**RECORDS PROVIDED**

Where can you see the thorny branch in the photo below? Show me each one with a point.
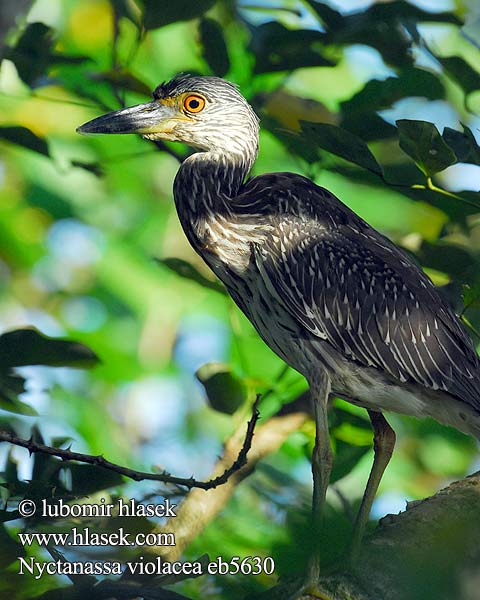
(66, 454)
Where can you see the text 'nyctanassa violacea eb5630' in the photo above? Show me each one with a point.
(328, 293)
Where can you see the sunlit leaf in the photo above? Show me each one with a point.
(461, 72)
(277, 48)
(463, 144)
(422, 141)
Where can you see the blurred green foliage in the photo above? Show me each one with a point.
(376, 104)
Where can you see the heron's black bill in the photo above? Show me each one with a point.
(142, 118)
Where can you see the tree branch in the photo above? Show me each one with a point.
(198, 508)
(98, 460)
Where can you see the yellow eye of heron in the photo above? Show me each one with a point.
(194, 103)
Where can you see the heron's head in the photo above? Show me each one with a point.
(203, 112)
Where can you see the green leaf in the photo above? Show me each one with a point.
(124, 80)
(30, 347)
(214, 48)
(381, 26)
(10, 549)
(158, 13)
(342, 143)
(185, 269)
(463, 144)
(25, 138)
(225, 392)
(277, 48)
(461, 72)
(422, 141)
(31, 55)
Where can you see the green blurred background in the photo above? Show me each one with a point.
(88, 234)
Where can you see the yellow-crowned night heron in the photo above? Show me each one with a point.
(329, 294)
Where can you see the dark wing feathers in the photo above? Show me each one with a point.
(347, 284)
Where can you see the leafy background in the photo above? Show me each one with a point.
(376, 101)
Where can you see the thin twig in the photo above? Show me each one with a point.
(100, 461)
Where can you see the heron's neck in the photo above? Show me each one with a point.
(206, 180)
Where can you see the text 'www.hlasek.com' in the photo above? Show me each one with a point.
(90, 536)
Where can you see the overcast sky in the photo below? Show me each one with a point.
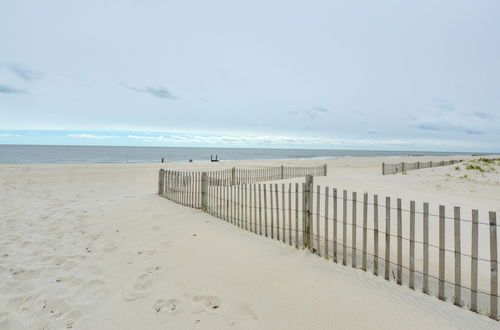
(421, 75)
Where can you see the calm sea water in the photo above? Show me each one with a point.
(34, 154)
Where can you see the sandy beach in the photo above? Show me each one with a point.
(92, 246)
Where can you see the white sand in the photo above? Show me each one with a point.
(93, 247)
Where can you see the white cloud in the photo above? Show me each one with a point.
(91, 136)
(8, 134)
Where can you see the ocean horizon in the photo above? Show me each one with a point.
(67, 154)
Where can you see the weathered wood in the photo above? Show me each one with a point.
(276, 192)
(260, 213)
(251, 208)
(204, 187)
(344, 228)
(245, 205)
(318, 211)
(160, 182)
(375, 235)
(326, 222)
(271, 208)
(365, 230)
(265, 210)
(283, 214)
(334, 238)
(493, 266)
(442, 249)
(387, 238)
(426, 248)
(296, 215)
(474, 251)
(290, 214)
(400, 242)
(308, 211)
(458, 263)
(412, 245)
(354, 230)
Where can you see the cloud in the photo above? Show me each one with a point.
(270, 141)
(483, 115)
(445, 105)
(11, 90)
(8, 134)
(23, 72)
(160, 92)
(91, 136)
(438, 127)
(320, 109)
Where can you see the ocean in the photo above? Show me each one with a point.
(36, 154)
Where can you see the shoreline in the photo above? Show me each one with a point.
(77, 237)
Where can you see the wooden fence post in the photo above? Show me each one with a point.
(160, 182)
(308, 207)
(365, 232)
(494, 266)
(426, 248)
(458, 264)
(375, 234)
(204, 186)
(412, 245)
(400, 241)
(442, 250)
(387, 238)
(474, 250)
(354, 230)
(344, 228)
(326, 223)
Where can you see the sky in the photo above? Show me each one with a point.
(421, 75)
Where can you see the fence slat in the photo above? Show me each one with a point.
(426, 248)
(334, 238)
(442, 248)
(387, 237)
(365, 233)
(290, 214)
(458, 264)
(344, 229)
(354, 230)
(277, 211)
(296, 215)
(318, 210)
(412, 246)
(265, 209)
(474, 249)
(375, 235)
(400, 242)
(326, 222)
(494, 266)
(283, 214)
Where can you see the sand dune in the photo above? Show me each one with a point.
(93, 247)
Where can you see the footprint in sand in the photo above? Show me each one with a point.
(140, 288)
(110, 248)
(209, 302)
(170, 305)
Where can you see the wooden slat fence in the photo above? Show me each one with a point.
(449, 253)
(403, 167)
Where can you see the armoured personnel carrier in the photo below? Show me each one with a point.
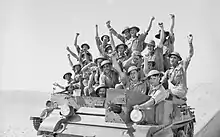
(113, 116)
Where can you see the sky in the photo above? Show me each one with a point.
(34, 35)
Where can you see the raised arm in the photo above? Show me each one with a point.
(91, 79)
(58, 85)
(75, 43)
(88, 66)
(72, 53)
(162, 37)
(142, 37)
(114, 32)
(70, 61)
(172, 23)
(98, 41)
(117, 67)
(191, 51)
(146, 69)
(112, 41)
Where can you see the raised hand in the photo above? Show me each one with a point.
(68, 48)
(114, 55)
(152, 18)
(160, 25)
(55, 84)
(172, 16)
(190, 38)
(108, 24)
(136, 107)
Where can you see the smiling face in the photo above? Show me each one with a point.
(136, 59)
(127, 34)
(154, 80)
(133, 32)
(133, 75)
(151, 65)
(105, 39)
(102, 92)
(150, 48)
(121, 49)
(109, 50)
(99, 61)
(106, 68)
(77, 69)
(174, 60)
(67, 77)
(85, 48)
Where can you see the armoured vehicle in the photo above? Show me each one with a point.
(113, 116)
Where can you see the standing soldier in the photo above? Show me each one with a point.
(176, 75)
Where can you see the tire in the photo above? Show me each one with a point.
(186, 131)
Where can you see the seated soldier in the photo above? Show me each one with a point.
(101, 91)
(155, 53)
(156, 92)
(83, 50)
(103, 43)
(50, 106)
(134, 60)
(109, 76)
(176, 75)
(130, 80)
(71, 84)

**EXERCISE TASK**
Restate the records word for word, omitting images.

**FULL ANSWER**
Where can you see the thorny branch in the photo below? Show me each one with a point.
(66, 454)
Where can you see the text 'nyctanassa violacea eb5630' in the photo above? Show me each one with a point.
(328, 293)
Where can you see the sunlit leaf in the photo above? Show me each one with a point.
(461, 72)
(277, 48)
(463, 144)
(422, 141)
Where can you see the blurred green foliage in the photo above? Show me each one with a point.
(376, 104)
Where can you see the heron's black bill in the photo above? Show me each one with a point.
(142, 118)
Where can you see the tree branch in the photo above? Show me each one with a point.
(198, 508)
(98, 460)
Where can you see the yellow eye of heron in the photo above? Show me each one with a point.
(194, 103)
Where can you see the heron's head in the photo above? Show me each one with a point.
(203, 112)
Where can you see the green leaf in the photo above? Show me each one with a point.
(124, 80)
(30, 347)
(214, 48)
(381, 26)
(10, 549)
(158, 13)
(342, 143)
(185, 269)
(463, 144)
(25, 138)
(225, 392)
(277, 48)
(461, 72)
(422, 141)
(31, 55)
Where can you see the green blurred background in the photo above? Show me each one with a point.
(88, 234)
Where can you see the yellow-crowned night heron in the photo above? Show me each one with a point.
(329, 294)
Where can you see the dark wing feathers in the photo above? Show me each one with a point.
(347, 284)
Where can you see the leafy background in the photo above? Show me each one with a point.
(376, 101)
Where can you see the thin twig in the photo above? Show me each one with a point.
(100, 461)
Where can you see the heron's neck in the photo above? Show me each one with a point.
(206, 180)
Where can you see the text 'www.hlasek.com' in the photo above? Show me each one with a point.
(90, 536)
Where can you see the overcast sky in the photo below? Show me each one with a point.
(421, 75)
Where can you see the calm sea water in the photo above? Show me each one with a point.
(34, 154)
Where can you see the sandy beach in the photo above? Show me each one with a point.
(92, 246)
Where can you see the white sand in the photo above? Show me each one with a point.
(93, 247)
Where can you see the white cloud in the photo above? Show me each one with a point.
(91, 136)
(8, 134)
Where can you see the ocean horizon in the photo above? Show me each one with a point.
(67, 154)
Where can you see the weathered wood in the photo above? Show me each one with a point.
(276, 192)
(260, 213)
(251, 208)
(204, 187)
(344, 228)
(245, 205)
(318, 211)
(160, 182)
(375, 235)
(326, 222)
(271, 208)
(365, 230)
(265, 210)
(283, 214)
(334, 238)
(493, 266)
(442, 249)
(387, 238)
(426, 248)
(296, 215)
(474, 251)
(290, 214)
(400, 242)
(308, 211)
(458, 263)
(412, 245)
(354, 230)
Where can you see the cloud in the photo above? Show me each one with a point.
(270, 141)
(483, 115)
(445, 105)
(11, 90)
(8, 134)
(23, 72)
(160, 92)
(91, 136)
(438, 127)
(320, 109)
Where can you see the ocean in the photo above? Show me each one with a point.
(36, 154)
Where can you see the shoreline in the photo above? Show me each one with a point.
(77, 237)
Where can you see the wooden fence post in the photo above? Show me each one with a point.
(160, 182)
(308, 207)
(365, 232)
(494, 266)
(426, 248)
(458, 264)
(375, 234)
(204, 186)
(412, 245)
(400, 241)
(442, 250)
(387, 238)
(474, 250)
(354, 230)
(344, 228)
(326, 223)
Where can you see the sky in the photo above? Show me each one with a point.
(421, 75)
Where can you see the fence slat in the photo above? Show me each one with a point.
(426, 248)
(334, 238)
(442, 248)
(387, 237)
(365, 233)
(290, 214)
(458, 264)
(344, 229)
(354, 230)
(277, 211)
(296, 215)
(318, 210)
(412, 246)
(265, 209)
(474, 249)
(375, 235)
(400, 242)
(326, 222)
(494, 266)
(283, 214)
Where can you see the sand dune in the photo above? Show me each one with a point.
(93, 247)
Where can you see the footprint in sand in the photo above? Show me each one with a point.
(140, 288)
(110, 248)
(209, 302)
(170, 305)
Where can you see the wooden slat fence in the photo above? Show me each one with a point.
(449, 253)
(403, 167)
Where can you see the armoured personnel carrier in the photo below? Show me each one with a point.
(113, 116)
Where can you see the sky in the photo above? Show me each one with a point.
(34, 35)
Where can you see the raised arm in the photo above? Show me each one with a point.
(91, 79)
(58, 85)
(75, 43)
(88, 66)
(72, 53)
(162, 37)
(142, 37)
(114, 32)
(70, 61)
(172, 23)
(98, 41)
(117, 67)
(191, 51)
(146, 69)
(112, 41)
Where can you see the raised hand in the photo above? Show me each one with a point.
(68, 48)
(114, 55)
(152, 18)
(160, 25)
(55, 84)
(172, 16)
(190, 38)
(108, 24)
(136, 107)
Where can you see the smiling face in the photo above? Show me each one with a point.
(136, 59)
(127, 34)
(154, 80)
(133, 32)
(133, 75)
(151, 65)
(105, 39)
(102, 92)
(150, 48)
(121, 49)
(109, 50)
(99, 61)
(106, 68)
(77, 69)
(174, 60)
(67, 77)
(85, 48)
Where can you see the armoured vehicle in the photo above? Show me each one with a point.
(113, 116)
Where can you see the standing soldier in the photo above? Show me each one with a point.
(176, 75)
Where can you see the tire in the photo above? Show me each one with a point.
(186, 131)
Where can you see the seated soldier in the photo above? Show me each one with a point.
(101, 91)
(155, 53)
(156, 92)
(83, 50)
(103, 43)
(50, 106)
(134, 60)
(109, 76)
(176, 75)
(130, 80)
(71, 84)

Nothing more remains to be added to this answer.